Task description: Please print the stretch of data from the line containing "In this picture, where can the distant" through the line containing "(1024, 557)", copying every line exactly.

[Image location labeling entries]
# # #
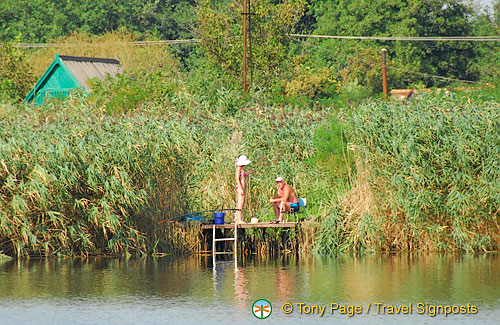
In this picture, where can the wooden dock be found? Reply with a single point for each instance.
(220, 234)
(251, 225)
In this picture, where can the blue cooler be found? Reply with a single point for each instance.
(219, 218)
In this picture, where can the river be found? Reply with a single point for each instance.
(381, 288)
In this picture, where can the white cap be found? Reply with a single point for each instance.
(242, 161)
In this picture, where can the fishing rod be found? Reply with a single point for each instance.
(198, 212)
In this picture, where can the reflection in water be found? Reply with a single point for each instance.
(67, 287)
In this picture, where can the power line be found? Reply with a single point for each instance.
(408, 39)
(436, 77)
(137, 43)
(406, 71)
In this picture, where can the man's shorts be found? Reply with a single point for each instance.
(294, 207)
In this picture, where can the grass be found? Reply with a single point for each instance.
(76, 180)
(428, 176)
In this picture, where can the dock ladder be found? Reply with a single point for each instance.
(234, 252)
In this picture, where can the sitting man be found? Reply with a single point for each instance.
(286, 196)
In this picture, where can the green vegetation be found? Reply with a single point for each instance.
(428, 177)
(95, 173)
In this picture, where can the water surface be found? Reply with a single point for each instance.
(189, 290)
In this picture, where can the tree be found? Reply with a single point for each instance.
(398, 18)
(221, 32)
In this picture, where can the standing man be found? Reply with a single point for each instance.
(281, 203)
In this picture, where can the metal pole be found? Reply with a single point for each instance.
(245, 13)
(384, 72)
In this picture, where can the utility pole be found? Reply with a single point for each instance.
(384, 72)
(245, 15)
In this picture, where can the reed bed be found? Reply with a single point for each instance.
(428, 177)
(76, 181)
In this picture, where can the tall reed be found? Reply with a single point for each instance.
(428, 175)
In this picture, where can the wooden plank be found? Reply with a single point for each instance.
(252, 225)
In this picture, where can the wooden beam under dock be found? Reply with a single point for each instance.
(252, 225)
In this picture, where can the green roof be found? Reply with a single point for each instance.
(67, 73)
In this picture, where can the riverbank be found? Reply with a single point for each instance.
(77, 179)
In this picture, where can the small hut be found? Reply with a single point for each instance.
(70, 72)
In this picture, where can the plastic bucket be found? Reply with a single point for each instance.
(219, 218)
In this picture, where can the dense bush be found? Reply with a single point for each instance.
(428, 174)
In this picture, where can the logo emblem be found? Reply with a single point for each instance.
(262, 309)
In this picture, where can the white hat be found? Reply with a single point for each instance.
(242, 161)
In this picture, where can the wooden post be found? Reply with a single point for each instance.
(384, 72)
(245, 14)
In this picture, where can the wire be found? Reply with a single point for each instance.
(137, 43)
(410, 39)
(437, 77)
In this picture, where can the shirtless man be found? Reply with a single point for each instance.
(286, 196)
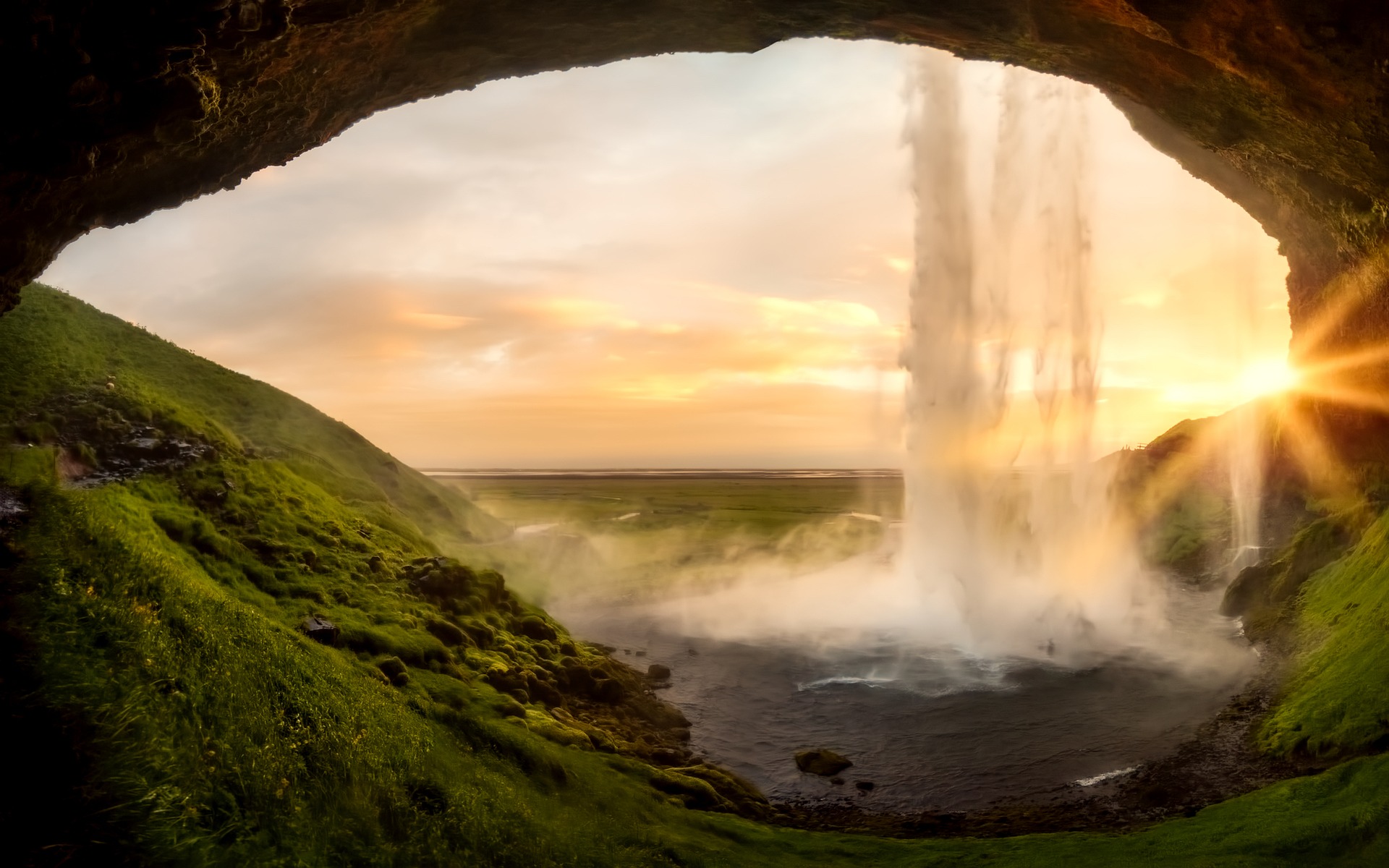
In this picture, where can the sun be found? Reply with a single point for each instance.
(1267, 377)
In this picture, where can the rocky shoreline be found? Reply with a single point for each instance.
(1218, 763)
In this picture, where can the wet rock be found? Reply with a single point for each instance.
(446, 632)
(321, 629)
(534, 626)
(824, 763)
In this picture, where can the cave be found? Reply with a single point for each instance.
(114, 114)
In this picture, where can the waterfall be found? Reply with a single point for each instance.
(1008, 529)
(1244, 441)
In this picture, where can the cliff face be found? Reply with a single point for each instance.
(116, 110)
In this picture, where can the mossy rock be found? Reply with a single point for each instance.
(395, 670)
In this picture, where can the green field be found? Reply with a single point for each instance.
(164, 707)
(631, 537)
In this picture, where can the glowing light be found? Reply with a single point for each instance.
(1267, 377)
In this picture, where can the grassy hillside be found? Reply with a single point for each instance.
(166, 525)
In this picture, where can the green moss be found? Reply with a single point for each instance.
(157, 620)
(1338, 700)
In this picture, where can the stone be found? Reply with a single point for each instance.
(824, 763)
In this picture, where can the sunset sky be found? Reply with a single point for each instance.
(671, 261)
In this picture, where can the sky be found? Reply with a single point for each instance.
(691, 260)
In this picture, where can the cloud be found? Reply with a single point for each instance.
(673, 260)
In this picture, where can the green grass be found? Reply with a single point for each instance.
(685, 531)
(1338, 702)
(155, 670)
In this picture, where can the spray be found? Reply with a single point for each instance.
(1027, 555)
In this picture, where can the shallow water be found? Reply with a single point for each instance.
(934, 729)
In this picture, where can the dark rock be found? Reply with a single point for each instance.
(395, 670)
(824, 763)
(534, 626)
(321, 629)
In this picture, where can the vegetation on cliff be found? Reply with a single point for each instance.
(167, 525)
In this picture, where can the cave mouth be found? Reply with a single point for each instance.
(404, 315)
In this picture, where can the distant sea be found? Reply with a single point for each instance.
(658, 474)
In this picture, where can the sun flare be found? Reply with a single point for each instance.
(1267, 377)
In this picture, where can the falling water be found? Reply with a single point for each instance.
(1244, 442)
(1024, 557)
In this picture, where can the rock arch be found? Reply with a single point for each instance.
(113, 111)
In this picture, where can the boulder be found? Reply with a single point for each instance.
(824, 763)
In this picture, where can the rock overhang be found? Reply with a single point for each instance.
# # #
The reply:
In this picture, where can the distant sea be found? Reply with a single point for each instance.
(658, 474)
In this picture, where can the sun flare be found? Reply with a single point for each instance.
(1267, 377)
In this picture, where can the falling water be found? Reply with a single point for each instance.
(1244, 442)
(1024, 557)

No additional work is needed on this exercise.